▶ [Отрывок]:
▶

В 1115 г. вместе с двенадцатью товарищами Бернар основал Клерво [Claravallis, Ясная долина] — в местности, которую раньше называли Полынной и в которой жили разбойники. Вильгельм из Сен-Тьерри, близкий друг и биограф Бернара, считает спорным, происходит название vallis absinthialis от количества полыни, которая там росла, или от горьких страданий, причиняемых разбойниками [Vita prima, I. 5.]. Он противопоставляет насилие, которым ранее славилось данное место, и мир, который воцарился в нем после того, как Бернар и его товарищи основали свою простую обитель. Далее он сообщает, что «холмы начали источать сладость, а поля, ранее бесплодные, расцвели и стали урожайными благодаря Божьему благословению” [Apud vallem quae prius dicebatur vallis absinthialis et amara, coeperunt montes stillare dulcedinem, etc. (Vita prima, XIII. 61; Migne, 185, 260). См. также Alanus, Vita secunda, VI. 18.].
В уединении этого нового монастыря Бернар проповедовал, совершал чудеса, писал бесчисленные послания [Его послания включают в себя обширные сочинения со множеством аллегорий, морализаций и кратких пророческих высказываний, раскрывающих тему прямо-таки с современной непосредственностью. Алан приводит список высокопоставленных деятелей церкви, которые вышли из Клерво (Vita secunda, XX. 54; Migne, 185, 154).], принимал князей и высоких чинов церкви. Оттуда он отправлялся в странствия, которые имели большое значение для того века. Вскоре монастырь прославился и образовал много дочерних монастырей [Vacandard (vol. II, Appendix) приводит список из шестидесяти восьми монастырей, основанных Бернаром.].

◀

▶ [Имеющиеся данные]:
▶

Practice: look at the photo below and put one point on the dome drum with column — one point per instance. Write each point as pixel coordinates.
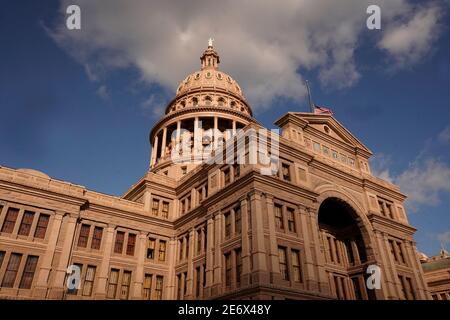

◀

▶ [Что нужно]: Дословно перепишите из отрывка об основании Клерво всё, что идет от «В уединении этого» и вниз до «монастырей, основанных Бернаром.].» включительно.

▶ [Выполненное задание]:
В уединении этого нового монастыря Бернар проповедовал, совершал чудеса, писал бесчисленные послания [Его послания включают в себя обширные сочинения со множеством аллегорий, морализаций и кратких пророческих высказываний, раскрывающих тему прямо-таки с современной непосредственностью. Алан приводит список высокопоставленных деятелей церкви, которые вышли из Клерво (Vita secunda, XX. 54; Migne, 185, 154).], принимал князей и высоких чинов церкви. Оттуда он отправлялся в странствия, которые имели большое значение для того века. Вскоре монастырь прославился и образовал много дочерних монастырей [Vacandard (vol. II, Appendix) приводит список из шестидесяти восьми монастырей, основанных Бернаром.].